**Set exercise:** Print word for word the part of the writing-advice text starting at "If you have" and ending at "sentences and paragraphs.".

**Source extract:**
You would do well to use them.
3. List lists.
If you have a series of three or more items, break them out of the sentence into a bulleted or numbered list. Readers perceive bullets as each being separate sentences and paragraphs.
This is especially important online, where readers skim even more than they do in print. In one test, usability expert Jakob Nielsen made a webpage 47% more usable by breaking copy up and lifting ideas off the page. 1
4. Search and destroy conjunctions.
Another way to shorten sentences is to reduce the number of conjunctions.
Conjunctions glue phrases together into long sentences. So if your sentences are too long, use Microsoft Word’s Find function to search for conjunctions. They include and, or, also, but, so, then and plus.
When one of my writing coachees who wrote deadly long sentences tried this trick, she found 23 ands in a 500-word article. Those are pretty good clues for places to shorten.
When you find conjunctions, see whether you can replace them with a period. Or, instead of replacing them, start your sentence with a conjunction.
5. Pass on prepositions.
Reducing the number of prepositions is another way to shorten your paragraphs.
Because prepositions link words and phrases together, they make sentences longer and harder to understand. Since 1928, researchers have shown that prepositions reduce comprehension (Vogel and Washburne, 1928; Ojemann, 1934; Lorge, 1944; Coleman, 1965; Klare, 1976). 2
Take this sentence, from a Starbuck’s release …
“By far, this is the most angst-ridden decision we have made in my more than 25 years with Starbucks, but we realize that part of transforming a company is our ability to look forward, while pursuing innovation and reflecting, in many cases, with 20/20 hindsight, on the decisions that we made in the past, both good and bad.”

**Provided data:**

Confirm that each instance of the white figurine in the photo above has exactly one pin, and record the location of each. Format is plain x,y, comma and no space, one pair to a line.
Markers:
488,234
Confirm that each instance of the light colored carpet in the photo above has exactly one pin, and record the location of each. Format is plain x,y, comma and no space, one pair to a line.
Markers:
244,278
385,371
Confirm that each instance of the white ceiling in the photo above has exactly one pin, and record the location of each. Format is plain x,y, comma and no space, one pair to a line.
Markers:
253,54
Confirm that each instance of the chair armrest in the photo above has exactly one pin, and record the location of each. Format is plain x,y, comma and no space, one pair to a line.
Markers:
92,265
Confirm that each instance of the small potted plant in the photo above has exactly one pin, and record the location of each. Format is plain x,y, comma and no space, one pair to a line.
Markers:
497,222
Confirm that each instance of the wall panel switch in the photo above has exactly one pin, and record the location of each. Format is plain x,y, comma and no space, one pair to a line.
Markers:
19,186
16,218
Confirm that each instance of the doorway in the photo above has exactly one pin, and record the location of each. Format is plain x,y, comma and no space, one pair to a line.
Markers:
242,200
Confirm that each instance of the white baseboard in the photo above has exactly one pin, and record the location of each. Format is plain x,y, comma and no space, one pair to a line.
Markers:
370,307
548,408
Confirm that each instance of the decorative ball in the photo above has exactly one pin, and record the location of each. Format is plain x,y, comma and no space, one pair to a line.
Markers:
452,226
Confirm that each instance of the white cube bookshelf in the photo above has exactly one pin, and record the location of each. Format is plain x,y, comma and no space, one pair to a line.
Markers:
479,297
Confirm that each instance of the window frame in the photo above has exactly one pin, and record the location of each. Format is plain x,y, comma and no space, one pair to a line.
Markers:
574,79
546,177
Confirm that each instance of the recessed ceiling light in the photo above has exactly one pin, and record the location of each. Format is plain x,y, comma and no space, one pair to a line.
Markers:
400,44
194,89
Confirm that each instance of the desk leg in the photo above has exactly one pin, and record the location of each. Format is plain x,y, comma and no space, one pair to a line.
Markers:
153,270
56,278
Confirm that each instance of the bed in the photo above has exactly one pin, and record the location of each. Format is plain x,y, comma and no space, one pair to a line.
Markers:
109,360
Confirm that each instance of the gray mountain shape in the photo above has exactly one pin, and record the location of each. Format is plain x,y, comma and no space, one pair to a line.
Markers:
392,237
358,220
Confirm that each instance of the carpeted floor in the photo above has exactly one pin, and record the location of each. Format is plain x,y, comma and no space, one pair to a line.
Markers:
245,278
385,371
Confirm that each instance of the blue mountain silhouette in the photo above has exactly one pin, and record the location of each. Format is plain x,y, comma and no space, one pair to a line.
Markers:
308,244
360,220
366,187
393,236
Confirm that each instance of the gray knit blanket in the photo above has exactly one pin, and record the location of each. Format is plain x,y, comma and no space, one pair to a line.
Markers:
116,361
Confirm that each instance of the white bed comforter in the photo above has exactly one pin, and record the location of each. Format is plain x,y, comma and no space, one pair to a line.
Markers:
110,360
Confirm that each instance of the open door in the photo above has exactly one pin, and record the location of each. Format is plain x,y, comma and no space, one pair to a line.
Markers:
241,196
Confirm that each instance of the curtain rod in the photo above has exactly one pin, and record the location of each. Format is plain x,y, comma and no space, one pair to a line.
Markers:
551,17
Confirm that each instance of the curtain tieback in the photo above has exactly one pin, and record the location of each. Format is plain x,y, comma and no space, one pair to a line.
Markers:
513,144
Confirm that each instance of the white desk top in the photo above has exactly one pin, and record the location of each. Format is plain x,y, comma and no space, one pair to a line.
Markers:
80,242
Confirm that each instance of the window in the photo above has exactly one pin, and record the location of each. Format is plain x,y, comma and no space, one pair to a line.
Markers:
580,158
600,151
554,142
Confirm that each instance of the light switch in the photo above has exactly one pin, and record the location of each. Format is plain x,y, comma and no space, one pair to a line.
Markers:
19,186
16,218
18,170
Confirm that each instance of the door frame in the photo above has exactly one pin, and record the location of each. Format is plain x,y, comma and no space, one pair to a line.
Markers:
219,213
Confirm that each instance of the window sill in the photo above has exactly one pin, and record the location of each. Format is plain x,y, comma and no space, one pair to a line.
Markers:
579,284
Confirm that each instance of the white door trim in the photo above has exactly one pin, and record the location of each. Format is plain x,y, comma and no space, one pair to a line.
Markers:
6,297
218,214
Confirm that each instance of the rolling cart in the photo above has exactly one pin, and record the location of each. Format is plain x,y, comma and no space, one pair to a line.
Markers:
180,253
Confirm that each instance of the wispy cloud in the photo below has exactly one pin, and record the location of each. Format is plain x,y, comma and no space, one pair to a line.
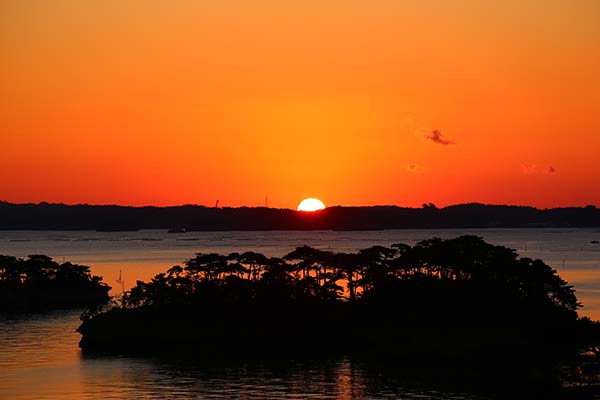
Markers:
415,168
530,168
437,137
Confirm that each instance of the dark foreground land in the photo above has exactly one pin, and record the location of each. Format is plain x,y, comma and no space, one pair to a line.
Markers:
39,283
443,303
191,217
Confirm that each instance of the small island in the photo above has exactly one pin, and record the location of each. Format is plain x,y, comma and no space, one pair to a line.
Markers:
458,300
38,283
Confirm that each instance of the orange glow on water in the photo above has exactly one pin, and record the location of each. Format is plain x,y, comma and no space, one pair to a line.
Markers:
311,204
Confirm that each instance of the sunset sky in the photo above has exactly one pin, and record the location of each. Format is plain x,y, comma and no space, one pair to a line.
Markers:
167,102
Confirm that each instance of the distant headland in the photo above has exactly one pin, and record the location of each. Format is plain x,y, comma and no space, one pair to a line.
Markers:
46,216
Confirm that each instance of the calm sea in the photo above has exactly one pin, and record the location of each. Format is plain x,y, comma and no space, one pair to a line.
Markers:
39,357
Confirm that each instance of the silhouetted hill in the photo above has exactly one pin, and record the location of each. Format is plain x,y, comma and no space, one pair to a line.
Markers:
191,217
39,283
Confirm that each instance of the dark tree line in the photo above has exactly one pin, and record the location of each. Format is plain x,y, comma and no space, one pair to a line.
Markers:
39,283
457,299
309,274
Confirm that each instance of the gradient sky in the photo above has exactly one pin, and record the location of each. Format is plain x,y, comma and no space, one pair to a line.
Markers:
354,102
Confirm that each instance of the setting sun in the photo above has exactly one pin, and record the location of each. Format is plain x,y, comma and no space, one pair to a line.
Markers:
311,204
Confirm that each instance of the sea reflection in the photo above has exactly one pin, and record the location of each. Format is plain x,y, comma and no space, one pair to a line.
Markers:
39,359
118,378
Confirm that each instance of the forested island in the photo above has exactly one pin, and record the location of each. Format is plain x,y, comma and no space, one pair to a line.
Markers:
459,300
193,217
38,283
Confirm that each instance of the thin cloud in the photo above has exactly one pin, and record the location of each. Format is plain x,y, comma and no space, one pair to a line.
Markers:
531,168
437,137
415,168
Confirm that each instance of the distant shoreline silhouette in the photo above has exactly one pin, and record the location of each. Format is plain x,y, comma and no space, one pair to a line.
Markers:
44,216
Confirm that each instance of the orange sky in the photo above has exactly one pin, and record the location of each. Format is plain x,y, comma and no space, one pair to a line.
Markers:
168,102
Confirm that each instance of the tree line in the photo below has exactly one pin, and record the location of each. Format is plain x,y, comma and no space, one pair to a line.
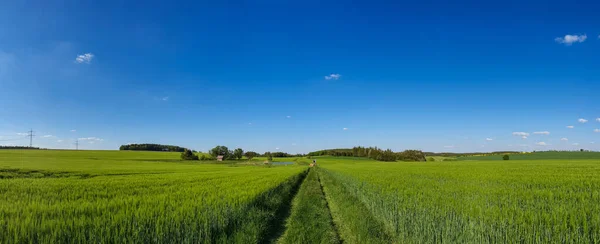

**Answer to the exercise:**
If you have a series of three or more items, break them out of the sentence into a bulleted or numbered list. Readers perceive bullets as each being separate sentences and paragraphs.